* _To do_
(a) Could you reproduce the chemo post word for word, beginning at the words that contain "As I've mentioned" and stopping after "bags, 2 syringes."?
(b) Can you write the next part of the chemo post, picking up right after its final sentence?

* _Reading text_
Thank you a million times for being my steady, strong rock and have the HAPPIEST birthday. You deserve it!

On to the juicy stuff....CHEMO!!!

12:30pm: Today was my second treatment and they opted to NOT give me enough Ativan to mellow a herd of bison. Yes, they did do this last time. My blood pressure has nearly fallen back to normal, so I guess they think I may not need to be sedated anymore. Have they met me? Keep the Ativan coming.

As a note, I have always had stellar blood pressure--120/80...always flawless. Since this little shindig began, I've had the blood pressure of a 70 year old heart patient off his blood pressure meds (i.e. 155/ For those of you who don't speak in Megan-like comparisons, let me be clear...that's bad. As a result of this, they have prescribed me generic Ativan to take as needed for anxiety, nausea, and as a sleep aid (but mostly for anxiety). In addition to my by mouth prescription, each time I've gone in, they've pumped me full of Ativan through my "dongles" (See picture below for clear idea of what my "dongles" look like...Joe didn't zoom in at all far enough for you to be grossed out). Result of this on today's blood pressure? 124/82!!! Much better. Therefore, no Ativan. point is this: Not being on Ativan makes one significantly more clear headed, thus allowing one to observe her surroundings.

Observation of the Day: This whole treatment thing could be a LOT worse.

As I've mentioned before, the drugs I'm given at chemo are few. They give me two small IV bags full of anti-nausea meds, then they give me two 10oz syringes full of the bright red chemo drug, Adriamycin, then one mid-sized IV bag full of a chemo drug called Cytoxin. In addition, you also get a regular IV bag as well. Keeping count? That's 4 bags, 2 syringes.

As I looked around today, I saw IV stands for each patient. I saw stands with 8, 9, 10 bags on them, not to mention the nurse-administered syringe drugs on top of that. I spoke with a woman today who was there for her first treatment (I empathize with her anxiety). She was being treated for a cancer in her jaw. She had 10 IV bags and a substantial amount of Adriamycin that would take so long to administer that she had it in a carrying bag. It went home with her to continue the process of administering the drug. She had been there 8 hours already. She will be back tomorrow...and every other day this week.

I keep hearing that every cancer is different and there is a different treatment regimen for each, but I don't think it really sunk in until today. With 2 treatments down and only 6 to go (and 2 weeks to recover before the next), this could be so much worse. I truly am very fortunate by all accounts. :)

* _Data section_
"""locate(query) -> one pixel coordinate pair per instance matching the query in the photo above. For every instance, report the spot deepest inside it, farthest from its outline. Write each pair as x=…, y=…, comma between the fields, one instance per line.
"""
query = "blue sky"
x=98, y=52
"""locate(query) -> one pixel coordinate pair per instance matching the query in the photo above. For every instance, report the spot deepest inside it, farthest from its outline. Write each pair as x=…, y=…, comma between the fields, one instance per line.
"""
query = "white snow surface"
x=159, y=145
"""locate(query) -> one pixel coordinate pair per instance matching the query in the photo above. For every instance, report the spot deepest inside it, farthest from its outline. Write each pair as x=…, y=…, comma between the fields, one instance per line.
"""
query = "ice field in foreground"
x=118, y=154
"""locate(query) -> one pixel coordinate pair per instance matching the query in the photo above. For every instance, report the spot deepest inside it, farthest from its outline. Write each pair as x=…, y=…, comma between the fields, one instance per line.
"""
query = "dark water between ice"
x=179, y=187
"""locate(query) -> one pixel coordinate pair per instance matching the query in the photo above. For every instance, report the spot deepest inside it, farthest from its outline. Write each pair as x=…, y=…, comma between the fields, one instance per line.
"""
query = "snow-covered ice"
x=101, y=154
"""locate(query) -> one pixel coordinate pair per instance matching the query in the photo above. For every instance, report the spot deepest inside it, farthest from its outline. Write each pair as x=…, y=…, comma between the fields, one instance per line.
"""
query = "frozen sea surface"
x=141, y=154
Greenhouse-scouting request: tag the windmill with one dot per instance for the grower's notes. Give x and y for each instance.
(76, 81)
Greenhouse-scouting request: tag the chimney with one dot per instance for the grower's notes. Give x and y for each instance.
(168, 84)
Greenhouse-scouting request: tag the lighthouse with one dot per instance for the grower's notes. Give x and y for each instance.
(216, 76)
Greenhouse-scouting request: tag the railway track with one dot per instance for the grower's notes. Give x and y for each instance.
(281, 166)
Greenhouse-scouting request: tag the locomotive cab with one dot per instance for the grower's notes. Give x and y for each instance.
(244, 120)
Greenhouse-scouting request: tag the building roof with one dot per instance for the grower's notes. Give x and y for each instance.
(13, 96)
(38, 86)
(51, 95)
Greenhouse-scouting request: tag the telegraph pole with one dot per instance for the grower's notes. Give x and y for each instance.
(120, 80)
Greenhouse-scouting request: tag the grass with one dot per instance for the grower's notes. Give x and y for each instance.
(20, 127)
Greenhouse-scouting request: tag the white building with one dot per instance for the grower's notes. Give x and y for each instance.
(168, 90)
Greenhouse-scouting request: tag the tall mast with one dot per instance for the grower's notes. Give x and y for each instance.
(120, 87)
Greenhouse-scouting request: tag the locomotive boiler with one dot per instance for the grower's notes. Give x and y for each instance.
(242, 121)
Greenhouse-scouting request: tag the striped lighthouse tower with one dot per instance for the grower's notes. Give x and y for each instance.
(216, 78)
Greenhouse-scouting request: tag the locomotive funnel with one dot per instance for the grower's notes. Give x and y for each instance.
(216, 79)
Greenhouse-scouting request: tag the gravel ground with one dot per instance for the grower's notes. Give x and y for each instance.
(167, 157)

* _Results of the exercise_
(a)
As I've mentioned before, the drugs I'm given at chemo are few. They give me two small IV bags full of anti-nausea meds, then they give me two 10oz syringes full of the bright red chemo drug, Adriamycin, then one mid-sized IV bag full of a chemo drug called Cytoxin. In addition, you also get a regular IV bag as well. Keeping count? That's 4 bags, 2 syringes.

(b)
4:30pm: Went home pretty exhausted. Absolutely didn't want to cook so it was such a relief to have coworker and friend meal service food! My coworkers and friends have signed up to deliver food to Joe and I throughout treatment weeks. I cannot tell you what an amazing gift it was. Homemade Mac & Cheese & Ham tonight. Yum...though now I'm feeling nauseated. Not to be graphic...but I hope it's not bad on the way back up either. :(

As for how I'm feeling...well, my hair started falling out today and after a brief bout of tears (when I say brief, I mean 3-5 minutes), I placed a call to both my mom and Joe (both of whom excel at making me feel better). When I hung up, I swept up the gobs of hair blown out by my blow dryer, cluttering my white tile bathroom floor, I wiped up the white sink where more hair had drifted and rested, and went to work.

At days end, I'm doing okay with it. The hair thing is now more of an annoyance. I made the horrible mistake of wearing black cotton today. I had my own hair stuck to me all day as the little suckers blew in the wind and fell out or as I ran my fingers through my hair and they fell to my shirt. The weirdest part about it is the way my scalp feels. It doesn't hurt, per se, but it's sort of awkwardly tender and sore, and at the same time sort of tingly. It's not really like the way your hand tingles after it falls asleep and starts to come back--it's more subtle than that--but that's the best way I can describe the sensation.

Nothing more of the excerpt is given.